**Kutipan teks**
═══

Saya berandai-andai dengan apa yang sedang saya kerjakan. Apakah saya bangga dengan pekerjaan saya? Apakah saya bangga dengan diri saya? Apakah saudara, keponakan, sahabat, bangga dengan diri saya? Terinspirasi dengan kalimat dari buku Life Success Triangle karya Eloy Zalukhu, “bukan tentang bagaimana kamu memulai, tetapi bagaimana kamu mengakhirinya”, saya merenungkan kembali makna kehidupan saya di dunia ini. Apakah saya sudah menjadi orang yang berarti bagi orang lain, ataukah saya terlalu sibuk dengan urusan saya sendiri, prestasi, pencapaian, dan segala tetek bengek yang berpusat pada “aku”? Apakah selama lebih dari 30 tahun ini saya terjebak untuk terus menerus memikirkan diri sendiri sehingga sulit berbagi dengan orang lain? Apakah saya disilaukan dengan tuntutan diri akan prestasi dan cenderung selalu kecewa dengan apa yang saya miliki?
Saya menoleh ke belakang dan melakukan flashback terhadap buku kehidupan yang telah saya lalui. Seperti seorang pelari yang sedang berusaha menyelesaikan garis finish, saya menjalani lintasan yang sudah disediakan. Semua yang sudah saya lewati adalah masa lalu yang tidak mungkin diputar lagi. Saya sudah memulai lintasan tersebut dengan segala peristiwa yang tertulis di dalamnya, tetapi itu semua menjadi tidak penting ketika saya sadar bahwa suatu ketika saya harus mengakhirinya. Dan ketika saya mengakhirinya, apakah Sang Pencipta menemukan saya sedang melakukan yang terbaik yang bisa saya lakukan dan bekerja dengan seluruh potensi yang sudah Dia berikan? Ataukah Dia menemukan saya dalam kondisi terburuk dan menyia-nyiakan seluruh potensi yang sudah Dia anugerahkan?

═══

[Entri dataset]
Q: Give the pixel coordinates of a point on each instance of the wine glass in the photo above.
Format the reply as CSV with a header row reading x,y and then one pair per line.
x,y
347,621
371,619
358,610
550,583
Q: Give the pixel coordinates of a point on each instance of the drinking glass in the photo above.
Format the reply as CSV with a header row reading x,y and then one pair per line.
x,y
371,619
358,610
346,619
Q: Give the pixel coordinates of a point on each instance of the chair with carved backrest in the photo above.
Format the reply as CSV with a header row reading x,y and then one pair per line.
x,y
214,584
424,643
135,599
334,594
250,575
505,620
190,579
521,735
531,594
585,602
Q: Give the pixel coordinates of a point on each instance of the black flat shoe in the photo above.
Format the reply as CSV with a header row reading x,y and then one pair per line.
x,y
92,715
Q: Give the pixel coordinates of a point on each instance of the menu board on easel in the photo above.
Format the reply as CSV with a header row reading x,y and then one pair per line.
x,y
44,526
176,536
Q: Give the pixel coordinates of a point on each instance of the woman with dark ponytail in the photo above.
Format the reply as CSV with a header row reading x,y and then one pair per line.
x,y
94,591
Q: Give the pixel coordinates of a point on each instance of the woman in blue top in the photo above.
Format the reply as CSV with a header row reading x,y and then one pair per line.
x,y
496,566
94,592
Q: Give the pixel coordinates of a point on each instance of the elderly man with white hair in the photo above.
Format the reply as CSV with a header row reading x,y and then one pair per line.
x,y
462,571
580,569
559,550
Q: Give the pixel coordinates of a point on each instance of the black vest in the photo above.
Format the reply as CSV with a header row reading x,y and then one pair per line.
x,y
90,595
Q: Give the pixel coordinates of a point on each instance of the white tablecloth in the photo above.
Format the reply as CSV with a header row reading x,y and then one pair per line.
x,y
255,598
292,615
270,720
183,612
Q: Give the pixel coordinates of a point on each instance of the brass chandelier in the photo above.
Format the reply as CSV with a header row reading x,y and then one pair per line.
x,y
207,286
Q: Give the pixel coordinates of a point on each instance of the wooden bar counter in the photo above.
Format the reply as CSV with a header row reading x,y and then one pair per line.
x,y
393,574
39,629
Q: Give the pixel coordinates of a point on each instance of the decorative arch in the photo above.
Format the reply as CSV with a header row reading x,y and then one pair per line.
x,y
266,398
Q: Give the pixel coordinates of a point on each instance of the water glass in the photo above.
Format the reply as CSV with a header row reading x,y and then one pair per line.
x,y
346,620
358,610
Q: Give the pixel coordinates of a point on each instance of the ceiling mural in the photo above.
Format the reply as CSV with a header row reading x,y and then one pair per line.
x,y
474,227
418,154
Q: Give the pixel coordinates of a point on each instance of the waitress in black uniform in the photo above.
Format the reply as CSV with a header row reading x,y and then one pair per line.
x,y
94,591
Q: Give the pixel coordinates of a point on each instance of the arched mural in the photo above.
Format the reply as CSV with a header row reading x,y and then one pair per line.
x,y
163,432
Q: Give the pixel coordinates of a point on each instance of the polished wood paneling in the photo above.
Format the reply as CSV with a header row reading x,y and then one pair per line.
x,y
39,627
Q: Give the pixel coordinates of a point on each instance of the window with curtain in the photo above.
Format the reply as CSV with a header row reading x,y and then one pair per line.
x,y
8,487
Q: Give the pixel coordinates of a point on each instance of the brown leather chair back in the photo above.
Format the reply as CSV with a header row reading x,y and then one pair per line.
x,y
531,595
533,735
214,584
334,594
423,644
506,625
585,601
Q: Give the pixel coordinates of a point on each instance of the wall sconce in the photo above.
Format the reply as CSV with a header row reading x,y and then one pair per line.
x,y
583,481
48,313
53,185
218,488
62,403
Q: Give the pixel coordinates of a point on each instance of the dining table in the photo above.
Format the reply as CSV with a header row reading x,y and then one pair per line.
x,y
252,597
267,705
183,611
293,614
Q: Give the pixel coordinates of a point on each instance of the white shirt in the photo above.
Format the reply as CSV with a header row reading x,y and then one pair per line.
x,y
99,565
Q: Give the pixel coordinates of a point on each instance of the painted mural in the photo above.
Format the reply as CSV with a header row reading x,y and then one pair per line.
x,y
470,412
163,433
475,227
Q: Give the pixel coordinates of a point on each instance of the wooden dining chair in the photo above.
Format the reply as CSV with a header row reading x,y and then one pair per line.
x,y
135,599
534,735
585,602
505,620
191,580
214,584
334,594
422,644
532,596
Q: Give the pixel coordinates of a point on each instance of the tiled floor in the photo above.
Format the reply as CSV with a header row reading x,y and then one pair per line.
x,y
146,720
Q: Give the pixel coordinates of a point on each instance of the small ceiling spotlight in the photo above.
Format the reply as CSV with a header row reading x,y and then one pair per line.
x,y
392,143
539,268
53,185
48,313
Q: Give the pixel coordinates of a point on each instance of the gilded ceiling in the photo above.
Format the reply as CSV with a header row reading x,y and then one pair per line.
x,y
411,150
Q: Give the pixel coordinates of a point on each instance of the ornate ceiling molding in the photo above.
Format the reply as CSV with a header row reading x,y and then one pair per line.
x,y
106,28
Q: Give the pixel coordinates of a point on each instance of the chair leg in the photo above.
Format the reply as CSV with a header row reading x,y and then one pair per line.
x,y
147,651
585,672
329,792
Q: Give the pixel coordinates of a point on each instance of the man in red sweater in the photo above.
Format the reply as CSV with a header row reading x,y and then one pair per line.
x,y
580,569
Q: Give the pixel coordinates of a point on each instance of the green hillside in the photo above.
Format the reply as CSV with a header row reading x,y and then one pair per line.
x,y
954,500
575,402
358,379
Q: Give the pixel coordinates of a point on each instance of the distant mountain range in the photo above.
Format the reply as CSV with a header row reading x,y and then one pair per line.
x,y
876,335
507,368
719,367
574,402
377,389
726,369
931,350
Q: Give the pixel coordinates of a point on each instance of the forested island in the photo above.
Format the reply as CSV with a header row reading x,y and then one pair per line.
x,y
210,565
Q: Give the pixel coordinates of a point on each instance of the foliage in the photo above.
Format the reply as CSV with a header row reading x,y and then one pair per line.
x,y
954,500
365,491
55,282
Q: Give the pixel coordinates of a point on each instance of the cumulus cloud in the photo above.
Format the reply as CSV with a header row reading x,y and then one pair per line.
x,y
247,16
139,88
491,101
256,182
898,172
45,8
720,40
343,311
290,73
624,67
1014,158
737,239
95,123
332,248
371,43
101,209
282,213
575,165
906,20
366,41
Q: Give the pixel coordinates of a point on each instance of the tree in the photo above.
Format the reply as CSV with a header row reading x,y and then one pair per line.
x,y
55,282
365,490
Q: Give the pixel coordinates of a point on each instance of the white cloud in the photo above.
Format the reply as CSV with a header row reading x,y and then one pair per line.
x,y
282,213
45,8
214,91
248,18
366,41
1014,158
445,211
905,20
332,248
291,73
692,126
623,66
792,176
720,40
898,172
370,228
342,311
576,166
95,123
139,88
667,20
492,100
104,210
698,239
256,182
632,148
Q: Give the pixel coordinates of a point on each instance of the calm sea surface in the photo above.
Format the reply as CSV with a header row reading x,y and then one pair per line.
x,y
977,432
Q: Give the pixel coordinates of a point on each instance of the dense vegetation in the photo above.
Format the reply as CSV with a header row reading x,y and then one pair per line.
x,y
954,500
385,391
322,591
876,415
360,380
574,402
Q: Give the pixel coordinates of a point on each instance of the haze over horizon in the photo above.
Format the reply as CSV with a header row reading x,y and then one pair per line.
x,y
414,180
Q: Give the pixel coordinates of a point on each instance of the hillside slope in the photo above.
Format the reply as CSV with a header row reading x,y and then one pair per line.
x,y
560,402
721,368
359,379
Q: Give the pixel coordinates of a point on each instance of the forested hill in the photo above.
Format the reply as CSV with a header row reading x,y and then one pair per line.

═══

**Ketentuan**
1. Tulis ulang bagian renungan tentang makna hidup yang diawali kata-kata "Saya menoleh ke" dan diakhiri "sudah Dia anugerahkan?", dengan mengganti "pelari" menjadi "atlet".
2. Dalam renungan tentang makna hidup, dari buku apa kalimat yang menjadi inspirasi renungan itu diambil?

**Hasil berurutan**
1.
Saya menoleh ke belakang dan melakukan flashback terhadap buku kehidupan yang telah saya lalui. Seperti seorang atlet yang sedang berusaha menyelesaikan garis finish, saya menjalani lintasan yang sudah disediakan. Semua yang sudah saya lewati adalah masa lalu yang tidak mungkin diputar lagi. Saya sudah memulai lintasan tersebut dengan segala peristiwa yang tertulis di dalamnya, tetapi itu semua menjadi tidak penting ketika saya sadar bahwa suatu ketika saya harus mengakhirinya. Dan ketika saya mengakhirinya, apakah Sang Pencipta menemukan saya sedang melakukan yang terbaik yang bisa saya lakukan dan bekerja dengan seluruh potensi yang sudah Dia berikan? Ataukah Dia menemukan saya dalam kondisi terburuk dan menyia-nyiakan seluruh potensi yang sudah Dia anugerahkan?

2. Dari buku Life Success Triangle karya Eloy Zalukhu.